* [Short problem]:
Give back, unchanged, each line from the one containing "If you could mark the leaf" through the last line of the entries below.

* [Position identification records]:
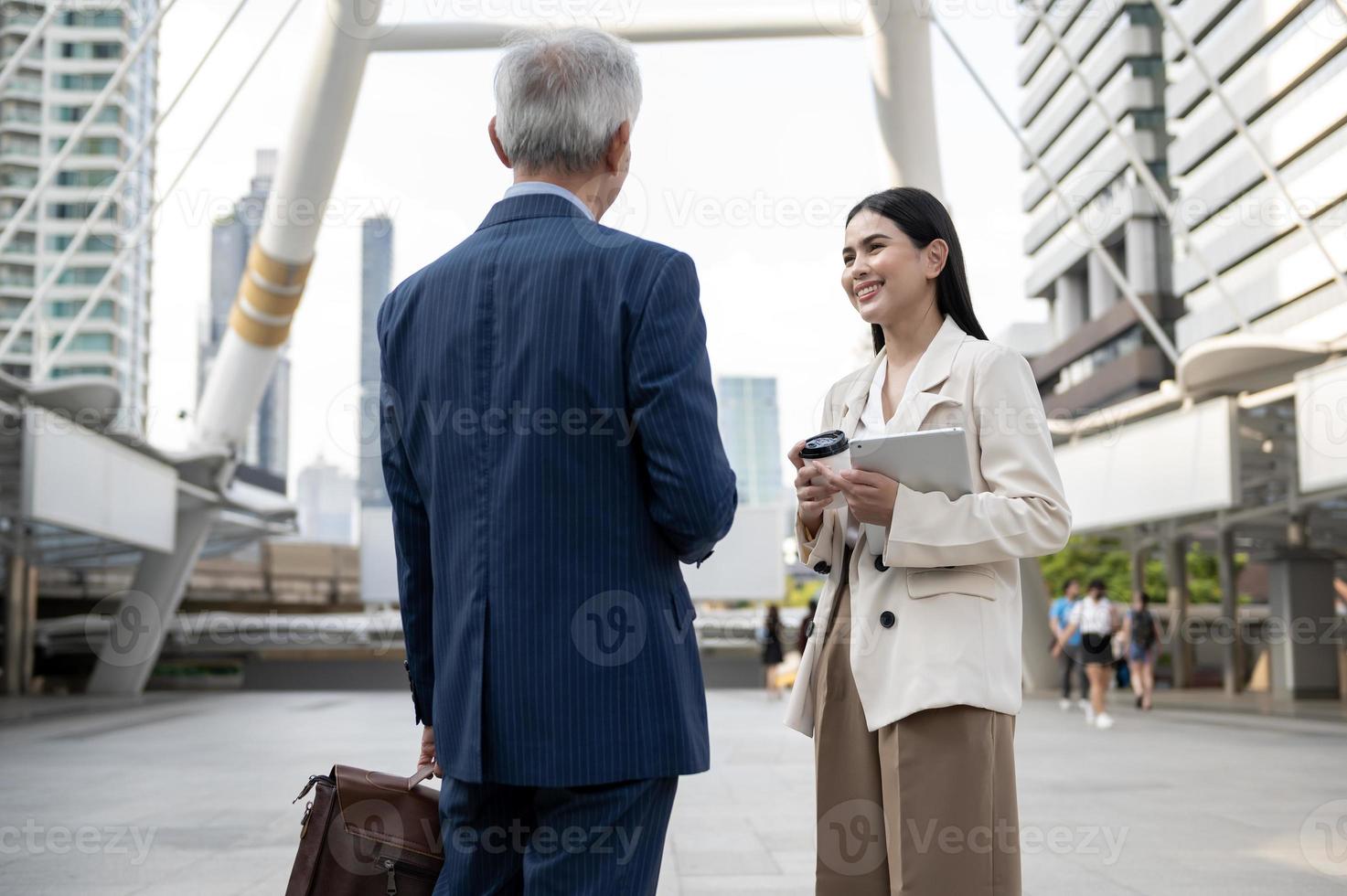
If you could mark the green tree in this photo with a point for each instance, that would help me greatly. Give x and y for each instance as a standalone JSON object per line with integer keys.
{"x": 1088, "y": 557}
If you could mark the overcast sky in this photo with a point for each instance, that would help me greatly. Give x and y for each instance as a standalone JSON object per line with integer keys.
{"x": 746, "y": 155}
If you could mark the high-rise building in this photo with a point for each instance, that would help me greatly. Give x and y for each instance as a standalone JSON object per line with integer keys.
{"x": 50, "y": 91}
{"x": 1102, "y": 353}
{"x": 376, "y": 273}
{"x": 1283, "y": 68}
{"x": 230, "y": 238}
{"x": 749, "y": 424}
{"x": 326, "y": 504}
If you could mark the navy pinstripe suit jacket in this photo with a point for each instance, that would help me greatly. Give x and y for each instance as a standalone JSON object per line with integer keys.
{"x": 551, "y": 453}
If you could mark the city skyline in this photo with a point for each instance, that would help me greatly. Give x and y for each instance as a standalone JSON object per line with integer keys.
{"x": 764, "y": 227}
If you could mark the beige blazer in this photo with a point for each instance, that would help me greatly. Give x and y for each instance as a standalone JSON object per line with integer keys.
{"x": 940, "y": 625}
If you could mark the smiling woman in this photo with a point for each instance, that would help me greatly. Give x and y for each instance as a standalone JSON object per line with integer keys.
{"x": 910, "y": 682}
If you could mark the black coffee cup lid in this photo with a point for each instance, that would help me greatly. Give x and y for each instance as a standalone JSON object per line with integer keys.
{"x": 823, "y": 445}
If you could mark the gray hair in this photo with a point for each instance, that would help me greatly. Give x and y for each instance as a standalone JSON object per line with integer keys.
{"x": 561, "y": 96}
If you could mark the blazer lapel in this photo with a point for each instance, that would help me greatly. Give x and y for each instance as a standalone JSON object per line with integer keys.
{"x": 931, "y": 371}
{"x": 857, "y": 391}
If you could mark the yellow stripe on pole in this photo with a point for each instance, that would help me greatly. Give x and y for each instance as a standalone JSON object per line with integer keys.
{"x": 256, "y": 332}
{"x": 276, "y": 271}
{"x": 268, "y": 301}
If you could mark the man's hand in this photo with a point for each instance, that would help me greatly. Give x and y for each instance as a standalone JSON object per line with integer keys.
{"x": 427, "y": 756}
{"x": 869, "y": 496}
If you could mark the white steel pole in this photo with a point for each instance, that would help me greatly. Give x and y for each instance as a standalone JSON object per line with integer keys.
{"x": 900, "y": 68}
{"x": 279, "y": 261}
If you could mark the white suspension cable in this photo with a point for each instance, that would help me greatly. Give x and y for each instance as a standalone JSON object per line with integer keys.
{"x": 1269, "y": 170}
{"x": 77, "y": 240}
{"x": 85, "y": 123}
{"x": 91, "y": 301}
{"x": 1141, "y": 168}
{"x": 1118, "y": 278}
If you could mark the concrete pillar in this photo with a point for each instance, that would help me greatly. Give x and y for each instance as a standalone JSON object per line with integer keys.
{"x": 904, "y": 94}
{"x": 1176, "y": 574}
{"x": 20, "y": 622}
{"x": 1300, "y": 617}
{"x": 1233, "y": 655}
{"x": 1144, "y": 256}
{"x": 1139, "y": 569}
{"x": 1104, "y": 293}
{"x": 1068, "y": 306}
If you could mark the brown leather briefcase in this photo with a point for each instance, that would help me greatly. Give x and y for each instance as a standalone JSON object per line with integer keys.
{"x": 368, "y": 833}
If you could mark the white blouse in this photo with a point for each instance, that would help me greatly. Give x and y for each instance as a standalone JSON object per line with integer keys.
{"x": 871, "y": 423}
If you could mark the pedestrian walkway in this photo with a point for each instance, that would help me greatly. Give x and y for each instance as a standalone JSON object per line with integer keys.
{"x": 190, "y": 794}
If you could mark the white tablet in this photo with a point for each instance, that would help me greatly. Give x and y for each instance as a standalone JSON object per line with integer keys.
{"x": 925, "y": 461}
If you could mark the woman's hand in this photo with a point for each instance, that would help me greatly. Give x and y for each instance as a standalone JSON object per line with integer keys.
{"x": 869, "y": 496}
{"x": 427, "y": 753}
{"x": 814, "y": 499}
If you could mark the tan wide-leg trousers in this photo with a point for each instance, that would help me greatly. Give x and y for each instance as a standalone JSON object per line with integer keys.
{"x": 923, "y": 806}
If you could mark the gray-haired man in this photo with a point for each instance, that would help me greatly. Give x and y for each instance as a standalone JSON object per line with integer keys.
{"x": 549, "y": 631}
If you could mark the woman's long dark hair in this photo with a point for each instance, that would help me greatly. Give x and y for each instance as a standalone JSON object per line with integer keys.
{"x": 923, "y": 219}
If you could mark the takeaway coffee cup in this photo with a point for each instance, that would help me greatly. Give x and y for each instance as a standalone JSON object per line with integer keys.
{"x": 831, "y": 450}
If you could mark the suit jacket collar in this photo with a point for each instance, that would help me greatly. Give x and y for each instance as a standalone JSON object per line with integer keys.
{"x": 531, "y": 205}
{"x": 933, "y": 369}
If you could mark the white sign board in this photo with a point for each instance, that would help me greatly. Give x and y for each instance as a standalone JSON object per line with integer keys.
{"x": 84, "y": 481}
{"x": 748, "y": 563}
{"x": 378, "y": 555}
{"x": 1321, "y": 426}
{"x": 1167, "y": 466}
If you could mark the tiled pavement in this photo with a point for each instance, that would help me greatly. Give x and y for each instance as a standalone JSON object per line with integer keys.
{"x": 1173, "y": 802}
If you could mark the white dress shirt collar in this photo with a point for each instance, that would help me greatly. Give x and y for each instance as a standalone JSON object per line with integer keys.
{"x": 531, "y": 187}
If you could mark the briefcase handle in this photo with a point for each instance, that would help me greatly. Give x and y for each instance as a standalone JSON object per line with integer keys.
{"x": 422, "y": 773}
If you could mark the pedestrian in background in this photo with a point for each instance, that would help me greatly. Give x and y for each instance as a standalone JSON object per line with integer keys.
{"x": 1141, "y": 636}
{"x": 1096, "y": 620}
{"x": 769, "y": 635}
{"x": 1071, "y": 666}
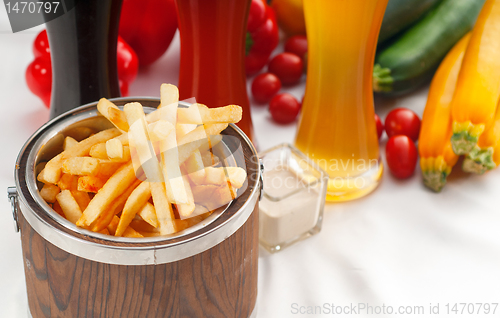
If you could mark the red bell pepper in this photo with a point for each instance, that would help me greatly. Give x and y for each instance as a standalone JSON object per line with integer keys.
{"x": 39, "y": 72}
{"x": 148, "y": 26}
{"x": 262, "y": 36}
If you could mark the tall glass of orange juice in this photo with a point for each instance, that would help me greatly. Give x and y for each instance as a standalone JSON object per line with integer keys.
{"x": 337, "y": 127}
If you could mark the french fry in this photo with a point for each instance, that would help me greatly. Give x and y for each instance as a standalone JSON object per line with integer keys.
{"x": 186, "y": 209}
{"x": 52, "y": 171}
{"x": 197, "y": 138}
{"x": 148, "y": 214}
{"x": 139, "y": 140}
{"x": 82, "y": 166}
{"x": 200, "y": 114}
{"x": 69, "y": 206}
{"x": 129, "y": 232}
{"x": 41, "y": 177}
{"x": 80, "y": 133}
{"x": 113, "y": 114}
{"x": 107, "y": 169}
{"x": 99, "y": 151}
{"x": 209, "y": 159}
{"x": 133, "y": 205}
{"x": 90, "y": 184}
{"x": 169, "y": 95}
{"x": 164, "y": 211}
{"x": 123, "y": 138}
{"x": 184, "y": 129}
{"x": 114, "y": 149}
{"x": 236, "y": 176}
{"x": 172, "y": 176}
{"x": 94, "y": 182}
{"x": 68, "y": 182}
{"x": 116, "y": 207}
{"x": 113, "y": 224}
{"x": 57, "y": 207}
{"x": 214, "y": 176}
{"x": 69, "y": 142}
{"x": 159, "y": 130}
{"x": 82, "y": 198}
{"x": 195, "y": 167}
{"x": 49, "y": 192}
{"x": 115, "y": 186}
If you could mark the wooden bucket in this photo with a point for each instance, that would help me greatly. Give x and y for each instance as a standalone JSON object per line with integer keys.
{"x": 208, "y": 270}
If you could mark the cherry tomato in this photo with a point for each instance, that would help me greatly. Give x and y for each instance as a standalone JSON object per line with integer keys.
{"x": 39, "y": 78}
{"x": 402, "y": 121}
{"x": 380, "y": 126}
{"x": 123, "y": 87}
{"x": 265, "y": 86}
{"x": 41, "y": 44}
{"x": 284, "y": 108}
{"x": 401, "y": 155}
{"x": 287, "y": 66}
{"x": 127, "y": 61}
{"x": 257, "y": 15}
{"x": 297, "y": 44}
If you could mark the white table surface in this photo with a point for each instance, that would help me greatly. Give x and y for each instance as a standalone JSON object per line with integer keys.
{"x": 402, "y": 245}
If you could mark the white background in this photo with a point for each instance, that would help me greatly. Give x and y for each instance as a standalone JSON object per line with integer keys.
{"x": 400, "y": 246}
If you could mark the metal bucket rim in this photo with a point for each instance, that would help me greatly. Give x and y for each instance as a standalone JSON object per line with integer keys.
{"x": 128, "y": 243}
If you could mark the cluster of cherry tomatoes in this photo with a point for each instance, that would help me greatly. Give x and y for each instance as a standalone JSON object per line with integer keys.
{"x": 402, "y": 127}
{"x": 284, "y": 69}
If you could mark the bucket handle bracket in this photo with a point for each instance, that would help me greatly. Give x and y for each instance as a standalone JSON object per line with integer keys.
{"x": 12, "y": 194}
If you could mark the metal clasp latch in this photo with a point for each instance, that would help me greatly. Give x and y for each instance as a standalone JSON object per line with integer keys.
{"x": 261, "y": 179}
{"x": 12, "y": 194}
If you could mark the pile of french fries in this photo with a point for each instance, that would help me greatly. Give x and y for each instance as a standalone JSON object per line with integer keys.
{"x": 151, "y": 175}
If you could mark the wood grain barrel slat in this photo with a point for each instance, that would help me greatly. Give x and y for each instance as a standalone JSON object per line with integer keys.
{"x": 220, "y": 282}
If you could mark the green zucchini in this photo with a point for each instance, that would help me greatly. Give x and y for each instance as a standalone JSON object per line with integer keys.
{"x": 400, "y": 14}
{"x": 413, "y": 57}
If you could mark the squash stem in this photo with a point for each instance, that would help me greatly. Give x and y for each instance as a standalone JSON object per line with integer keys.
{"x": 382, "y": 79}
{"x": 435, "y": 170}
{"x": 465, "y": 137}
{"x": 479, "y": 160}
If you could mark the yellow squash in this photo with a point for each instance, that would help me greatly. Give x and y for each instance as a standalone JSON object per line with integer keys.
{"x": 486, "y": 154}
{"x": 478, "y": 85}
{"x": 436, "y": 154}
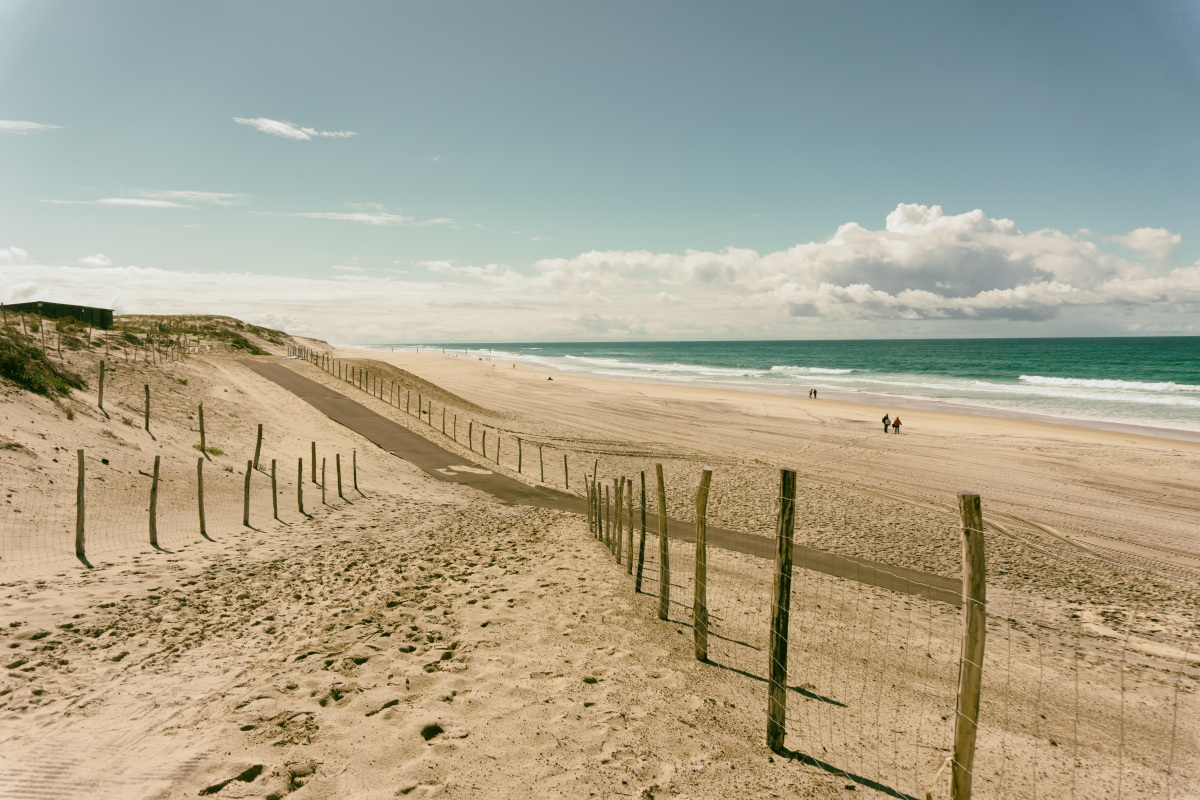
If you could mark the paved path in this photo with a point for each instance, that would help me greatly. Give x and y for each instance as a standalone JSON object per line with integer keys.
{"x": 445, "y": 465}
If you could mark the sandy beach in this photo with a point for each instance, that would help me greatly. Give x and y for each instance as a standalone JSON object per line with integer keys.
{"x": 421, "y": 638}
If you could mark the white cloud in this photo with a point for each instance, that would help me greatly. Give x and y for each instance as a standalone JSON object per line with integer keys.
{"x": 1156, "y": 242}
{"x": 288, "y": 130}
{"x": 367, "y": 217}
{"x": 130, "y": 202}
{"x": 187, "y": 196}
{"x": 15, "y": 257}
{"x": 21, "y": 126}
{"x": 923, "y": 272}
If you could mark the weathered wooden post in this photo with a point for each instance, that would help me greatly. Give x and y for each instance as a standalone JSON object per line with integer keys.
{"x": 258, "y": 445}
{"x": 245, "y": 503}
{"x": 975, "y": 625}
{"x": 700, "y": 585}
{"x": 79, "y": 509}
{"x": 587, "y": 493}
{"x": 607, "y": 518}
{"x": 619, "y": 529}
{"x": 641, "y": 541}
{"x": 664, "y": 549}
{"x": 199, "y": 493}
{"x": 629, "y": 524}
{"x": 154, "y": 504}
{"x": 780, "y": 613}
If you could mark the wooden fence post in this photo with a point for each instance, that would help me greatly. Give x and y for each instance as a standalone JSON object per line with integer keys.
{"x": 154, "y": 504}
{"x": 199, "y": 492}
{"x": 245, "y": 503}
{"x": 780, "y": 613}
{"x": 629, "y": 524}
{"x": 975, "y": 626}
{"x": 664, "y": 549}
{"x": 607, "y": 519}
{"x": 587, "y": 493}
{"x": 79, "y": 509}
{"x": 700, "y": 585}
{"x": 618, "y": 494}
{"x": 641, "y": 541}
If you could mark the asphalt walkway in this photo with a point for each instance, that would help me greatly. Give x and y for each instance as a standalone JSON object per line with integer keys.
{"x": 445, "y": 465}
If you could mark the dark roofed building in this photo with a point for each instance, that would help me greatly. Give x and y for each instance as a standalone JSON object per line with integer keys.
{"x": 87, "y": 314}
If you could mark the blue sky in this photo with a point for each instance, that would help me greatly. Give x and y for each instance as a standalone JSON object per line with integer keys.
{"x": 532, "y": 170}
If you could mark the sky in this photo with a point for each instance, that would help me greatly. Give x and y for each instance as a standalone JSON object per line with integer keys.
{"x": 509, "y": 172}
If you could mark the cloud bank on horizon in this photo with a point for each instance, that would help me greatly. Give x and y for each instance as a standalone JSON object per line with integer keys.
{"x": 930, "y": 272}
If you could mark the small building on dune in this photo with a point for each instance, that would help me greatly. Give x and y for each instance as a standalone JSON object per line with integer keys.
{"x": 85, "y": 314}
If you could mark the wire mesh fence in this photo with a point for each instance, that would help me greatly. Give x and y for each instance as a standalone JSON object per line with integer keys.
{"x": 1078, "y": 695}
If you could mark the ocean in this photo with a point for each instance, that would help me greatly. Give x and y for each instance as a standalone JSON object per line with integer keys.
{"x": 1151, "y": 382}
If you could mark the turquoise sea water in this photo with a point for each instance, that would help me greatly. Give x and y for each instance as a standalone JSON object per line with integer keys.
{"x": 1135, "y": 380}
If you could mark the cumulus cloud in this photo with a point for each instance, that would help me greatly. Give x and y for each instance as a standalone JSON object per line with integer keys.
{"x": 22, "y": 126}
{"x": 288, "y": 130}
{"x": 923, "y": 264}
{"x": 1156, "y": 242}
{"x": 921, "y": 272}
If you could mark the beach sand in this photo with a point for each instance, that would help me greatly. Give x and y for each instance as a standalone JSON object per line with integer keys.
{"x": 426, "y": 639}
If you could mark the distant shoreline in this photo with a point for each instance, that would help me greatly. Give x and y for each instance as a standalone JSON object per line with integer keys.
{"x": 858, "y": 398}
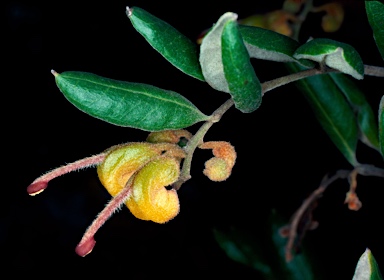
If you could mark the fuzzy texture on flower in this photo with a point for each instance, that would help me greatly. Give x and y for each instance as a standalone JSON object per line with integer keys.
{"x": 168, "y": 136}
{"x": 153, "y": 167}
{"x": 219, "y": 168}
{"x": 150, "y": 200}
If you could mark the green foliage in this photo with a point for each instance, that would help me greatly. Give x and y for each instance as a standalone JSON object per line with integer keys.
{"x": 365, "y": 117}
{"x": 243, "y": 84}
{"x": 375, "y": 13}
{"x": 320, "y": 68}
{"x": 367, "y": 268}
{"x": 122, "y": 103}
{"x": 332, "y": 111}
{"x": 337, "y": 55}
{"x": 173, "y": 45}
{"x": 269, "y": 45}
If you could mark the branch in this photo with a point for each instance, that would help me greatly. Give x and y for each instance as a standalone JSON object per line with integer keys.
{"x": 196, "y": 140}
{"x": 374, "y": 71}
{"x": 307, "y": 207}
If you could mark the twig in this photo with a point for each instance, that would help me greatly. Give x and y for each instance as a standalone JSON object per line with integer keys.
{"x": 352, "y": 200}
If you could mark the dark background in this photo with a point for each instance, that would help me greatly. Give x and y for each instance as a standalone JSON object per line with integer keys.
{"x": 282, "y": 151}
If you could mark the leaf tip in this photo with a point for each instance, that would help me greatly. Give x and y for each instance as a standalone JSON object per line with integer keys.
{"x": 128, "y": 11}
{"x": 54, "y": 73}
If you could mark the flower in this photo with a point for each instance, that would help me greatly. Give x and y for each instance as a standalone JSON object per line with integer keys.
{"x": 135, "y": 174}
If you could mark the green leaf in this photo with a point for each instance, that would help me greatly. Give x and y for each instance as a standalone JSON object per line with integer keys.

* [Result of this task]:
If you could mark the leaf tip in this photo with a point for each instance, that would help me greatly. Give x and y for each instance as a standalone JSON object per line with integer keys.
{"x": 128, "y": 11}
{"x": 54, "y": 73}
If you could mark the flower in this photo with a point for each instance, that would help me greatly. Give x and y for each instance as a standalone JSON object per line with integer keys.
{"x": 135, "y": 174}
If you could mark the green leaf in this photo with a point for each instance, that would help me greatly. Give x and y for each instance as a standalone JSON object per line with integer keys.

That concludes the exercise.